Selected excerpt
════════
Observational stations. Map of the study area showing GPS and surface meteorological stations in Japan. Red circles indicate GPS stations. Blue crosses and green circles indicate meteorological stations. We use surface pressure, air temperature and relative humidity observed at the green circles and surface air temperature and precipitation observed at the blue crosses. The map was created using GMT Generic Mapping Tools (GMT)[27] version 5.1.1 available at http://www.soest.hawaii.edu/gmt/.

Observational stations. Map of the study area showing GPS and surface meteorological stations in Japan. Red circles indicate GPS stations. Blue crosses and green circles indicate meteorological stations. We use surface pressure, air temperature and relative humidity observed at the green circles and surface air temperature and precipitation observed at the blue crosses. The map was created using GMT Generic Mapping Tools (GMT)[27] version 5.1.1 available at http://www.soest.hawaii.edu/gmt/.
════════
What this exercise asks
**1)** Answer these questions from the station map caption:
(a) What do the red circles on the map stand for?
(b) Which two quantities were observed at the blue crosses?
(c) What version of GMT was used to make the map?
**2)** Turn the first paragraph of the station map caption, beginning "Observational stations.", into a short bulleted list that keeps its main facts.
The rows have no part in this work.

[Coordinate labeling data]
════════
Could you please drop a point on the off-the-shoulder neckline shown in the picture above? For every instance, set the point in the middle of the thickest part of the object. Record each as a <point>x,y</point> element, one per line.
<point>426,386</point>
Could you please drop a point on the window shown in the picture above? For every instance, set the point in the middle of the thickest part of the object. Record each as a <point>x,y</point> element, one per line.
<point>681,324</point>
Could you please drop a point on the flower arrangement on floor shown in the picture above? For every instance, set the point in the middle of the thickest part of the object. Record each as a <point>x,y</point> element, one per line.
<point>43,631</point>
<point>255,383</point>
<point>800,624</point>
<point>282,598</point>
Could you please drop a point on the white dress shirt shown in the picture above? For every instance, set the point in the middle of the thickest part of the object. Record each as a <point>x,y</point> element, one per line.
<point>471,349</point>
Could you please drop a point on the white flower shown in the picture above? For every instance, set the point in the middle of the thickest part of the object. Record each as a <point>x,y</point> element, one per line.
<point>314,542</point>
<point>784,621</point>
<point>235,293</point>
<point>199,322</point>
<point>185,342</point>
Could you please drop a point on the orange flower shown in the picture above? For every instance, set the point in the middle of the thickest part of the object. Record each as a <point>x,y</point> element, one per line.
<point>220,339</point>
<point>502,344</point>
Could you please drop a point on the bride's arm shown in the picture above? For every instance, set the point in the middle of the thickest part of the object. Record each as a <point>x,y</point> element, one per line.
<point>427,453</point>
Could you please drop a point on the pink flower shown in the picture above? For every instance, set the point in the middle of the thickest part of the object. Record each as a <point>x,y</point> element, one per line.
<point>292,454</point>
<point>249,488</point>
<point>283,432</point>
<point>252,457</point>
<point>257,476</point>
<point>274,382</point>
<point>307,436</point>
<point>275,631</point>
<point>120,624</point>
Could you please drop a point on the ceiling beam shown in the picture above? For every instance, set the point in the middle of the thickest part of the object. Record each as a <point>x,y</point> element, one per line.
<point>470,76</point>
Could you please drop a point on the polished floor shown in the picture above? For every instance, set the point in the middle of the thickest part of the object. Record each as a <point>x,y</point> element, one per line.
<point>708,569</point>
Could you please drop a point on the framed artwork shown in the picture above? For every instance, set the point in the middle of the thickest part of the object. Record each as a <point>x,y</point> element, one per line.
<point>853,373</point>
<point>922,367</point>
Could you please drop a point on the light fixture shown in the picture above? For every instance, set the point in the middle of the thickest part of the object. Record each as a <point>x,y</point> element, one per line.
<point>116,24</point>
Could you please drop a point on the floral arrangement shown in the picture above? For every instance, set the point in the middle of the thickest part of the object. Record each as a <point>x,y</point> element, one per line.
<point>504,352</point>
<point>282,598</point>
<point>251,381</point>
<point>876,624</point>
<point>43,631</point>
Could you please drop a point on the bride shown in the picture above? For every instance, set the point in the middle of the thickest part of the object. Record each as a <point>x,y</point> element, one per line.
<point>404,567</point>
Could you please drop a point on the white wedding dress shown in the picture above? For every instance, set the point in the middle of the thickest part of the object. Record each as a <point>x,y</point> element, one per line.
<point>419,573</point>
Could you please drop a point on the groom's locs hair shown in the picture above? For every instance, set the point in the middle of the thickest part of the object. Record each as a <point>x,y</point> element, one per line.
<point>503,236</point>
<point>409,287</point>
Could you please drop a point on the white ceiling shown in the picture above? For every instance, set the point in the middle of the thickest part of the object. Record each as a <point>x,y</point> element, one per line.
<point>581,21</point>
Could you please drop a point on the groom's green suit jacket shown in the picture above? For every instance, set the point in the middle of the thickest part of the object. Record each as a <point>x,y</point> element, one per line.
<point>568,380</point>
════════
Response list
**1)**
(a) GPS stations.
(b) Surface air temperature and precipitation.
(c) Version 5.1.1.

**2)**
- The map shows GPS and surface meteorological stations in the study area in Japan.
- Red circles: GPS stations.
- Blue crosses and green circles: meteorological stations.
- Green circles: surface pressure, air temperature and relative humidity.
- Blue crosses: surface air temperature and precipitation.
- Map made with Generic Mapping Tools (GMT) version 5.1.1, available at http://www.soest.hawaii.edu/gmt/.